Each line of the data has to be transcribed exactly.

Data excerpts.

+++++

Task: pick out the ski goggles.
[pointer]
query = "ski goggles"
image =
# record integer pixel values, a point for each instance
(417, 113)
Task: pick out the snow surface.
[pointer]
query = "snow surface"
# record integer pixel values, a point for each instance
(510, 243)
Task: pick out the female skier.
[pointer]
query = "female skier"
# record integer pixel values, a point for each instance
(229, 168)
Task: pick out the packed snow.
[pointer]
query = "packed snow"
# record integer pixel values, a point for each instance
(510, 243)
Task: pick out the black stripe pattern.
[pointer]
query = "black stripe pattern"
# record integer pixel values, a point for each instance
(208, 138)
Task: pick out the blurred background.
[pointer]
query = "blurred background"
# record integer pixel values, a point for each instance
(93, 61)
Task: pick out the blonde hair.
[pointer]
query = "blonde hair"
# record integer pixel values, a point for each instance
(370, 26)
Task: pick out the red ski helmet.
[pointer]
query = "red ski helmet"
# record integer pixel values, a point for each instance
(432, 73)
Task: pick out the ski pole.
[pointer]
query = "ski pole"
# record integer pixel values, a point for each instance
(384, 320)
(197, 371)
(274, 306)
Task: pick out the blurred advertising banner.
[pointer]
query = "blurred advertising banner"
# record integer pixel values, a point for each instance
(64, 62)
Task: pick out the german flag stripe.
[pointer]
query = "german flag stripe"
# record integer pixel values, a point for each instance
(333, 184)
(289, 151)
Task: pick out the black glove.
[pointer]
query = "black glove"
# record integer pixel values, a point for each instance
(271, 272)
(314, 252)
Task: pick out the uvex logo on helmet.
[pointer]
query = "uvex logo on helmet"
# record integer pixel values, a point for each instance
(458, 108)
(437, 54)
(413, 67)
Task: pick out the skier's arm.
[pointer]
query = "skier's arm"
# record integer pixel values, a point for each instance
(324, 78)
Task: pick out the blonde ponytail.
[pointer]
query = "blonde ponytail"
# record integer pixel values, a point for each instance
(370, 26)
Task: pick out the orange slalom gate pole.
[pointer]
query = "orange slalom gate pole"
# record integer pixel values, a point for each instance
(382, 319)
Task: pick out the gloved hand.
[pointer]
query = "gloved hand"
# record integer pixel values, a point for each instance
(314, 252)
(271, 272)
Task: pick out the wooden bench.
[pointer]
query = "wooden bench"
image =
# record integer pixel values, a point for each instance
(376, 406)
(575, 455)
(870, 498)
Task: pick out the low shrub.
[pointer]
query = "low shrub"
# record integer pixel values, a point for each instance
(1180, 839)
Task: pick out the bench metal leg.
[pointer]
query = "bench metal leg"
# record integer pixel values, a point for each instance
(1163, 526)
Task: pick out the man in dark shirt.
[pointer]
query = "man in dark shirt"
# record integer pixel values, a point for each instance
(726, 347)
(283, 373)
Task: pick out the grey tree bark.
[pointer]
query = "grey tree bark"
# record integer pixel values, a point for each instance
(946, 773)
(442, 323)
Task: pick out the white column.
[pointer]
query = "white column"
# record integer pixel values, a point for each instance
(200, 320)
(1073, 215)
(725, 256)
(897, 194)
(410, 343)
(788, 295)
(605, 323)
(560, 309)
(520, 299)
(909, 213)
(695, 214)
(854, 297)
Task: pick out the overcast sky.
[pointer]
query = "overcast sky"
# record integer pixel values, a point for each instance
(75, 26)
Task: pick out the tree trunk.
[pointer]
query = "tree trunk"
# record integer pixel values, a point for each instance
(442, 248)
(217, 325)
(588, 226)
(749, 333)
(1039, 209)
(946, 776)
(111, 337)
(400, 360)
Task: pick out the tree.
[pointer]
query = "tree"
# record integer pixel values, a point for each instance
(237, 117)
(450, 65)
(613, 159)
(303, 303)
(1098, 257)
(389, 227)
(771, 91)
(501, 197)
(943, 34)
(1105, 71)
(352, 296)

+++++

Task result.
Task: pick out the ski goggles.
[pointer]
query = "ski goggles"
image =
# record integer pixel values, a point for each instance
(417, 113)
Task: pick out the snow surface.
[pointer]
query = "snow surface"
# record integer pixel values, a point for each instance
(510, 243)
Task: pick out the female skier.
[pointer]
query = "female skier"
# record integer pixel values, a point for each instance
(229, 168)
Task: pick out the packed snow.
[pointer]
query = "packed snow"
# record integer pixel values, a point for each instance
(510, 243)
Task: pick out the black stripe pattern.
[pointer]
query = "black stripe pattern"
# record integer pixel values, a point for each instance
(208, 138)
Task: pick out the blurred background.
[pointer]
query = "blurred background"
# record integer pixel values, a point for each instance
(93, 61)
Task: pick out the blonde hair.
[pointer]
query = "blonde hair"
# record integer pixel values, a point for each instance
(370, 26)
Task: pick out the red ski helmet.
[pointer]
query = "red ski helmet"
# record integer pixel values, a point for each instance
(432, 73)
Task: pick out the ski pole.
[pointer]
query = "ski pole"
# record integer pixel values, a point for each instance
(384, 320)
(197, 371)
(274, 306)
Task: pick out the blurred advertising banner.
[pointer]
query = "blurred advertising banner"
# record integer pixel values, a point for each instance
(64, 62)
Task: pick out the german flag stripe.
[pointer]
query = "german flag stripe"
# record integer pixel values, a point for each instance
(333, 184)
(289, 151)
Task: pick out the black glove.
[pointer]
query = "black glove"
# record integer pixel values, a point for each instance
(271, 272)
(314, 252)
Task: pick out the uvex logo on helmet.
[pointer]
query = "uvex logo on helmet"
# record integer pixel values, a point for each instance
(458, 108)
(437, 54)
(413, 67)
Task: pick out the skier's arm.
[pointer]
query = "skier's arm"
# record integer pixel values, a point for each instance
(324, 78)
Task: pick out the blonde ponytail.
[pointer]
query = "blonde ponytail"
# record integer pixel values, a point for each instance
(370, 26)
Task: pick out the orange slalom gate pole.
[pointer]
query = "orange slalom gate pole"
# record integer pixel values, a point for each instance
(382, 319)
Task: pick out the gloved hand.
[pointer]
query = "gloved hand"
# record integer pixel values, a point for each instance
(314, 252)
(271, 272)
Task: pick out the wooden bench.
[pointer]
query = "wooden bench"
image =
# record integer pixel values, a point for each instance
(376, 406)
(575, 455)
(870, 498)
Task: pick out the low shrub.
[pointer]
query = "low shrub"
# record integer pixel values, a point for each instance
(1180, 839)
Task: pick out the bench metal leg.
[pointer]
query = "bench metal leg"
# record integer pixel values, a point for each instance
(1163, 526)
Task: pick out the man in dark shirt.
[pointer]
query = "man in dark shirt"
# record integer pixel values, a point for each instance
(726, 347)
(283, 373)
Task: pick out the grey tree bark.
[pointer]
query = "grey tree bark"
# record integer pixel values, a point for each instance
(946, 773)
(442, 323)
Task: pick out the white column.
[pointer]
query = "white column"
# record integer pixel values, a point for each instance
(200, 320)
(1073, 215)
(725, 256)
(897, 194)
(410, 343)
(788, 295)
(605, 323)
(560, 309)
(520, 299)
(909, 213)
(695, 214)
(854, 297)
Task: pick out the overcast sky.
[pointer]
query = "overcast sky"
# record integer pixel values, a point for each instance
(75, 26)
Task: pick out the tree trunk.
[pointer]
query = "tree trunk"
# record integer pixel values, a point for each instance
(442, 248)
(217, 325)
(588, 226)
(749, 333)
(1039, 209)
(946, 776)
(111, 337)
(400, 360)
Task: pick out the tree.
[pointer]
query = "tree"
# record integer pixel values, a point for each instance
(237, 117)
(450, 65)
(613, 159)
(303, 303)
(1098, 257)
(389, 227)
(771, 91)
(501, 197)
(943, 34)
(1105, 71)
(352, 296)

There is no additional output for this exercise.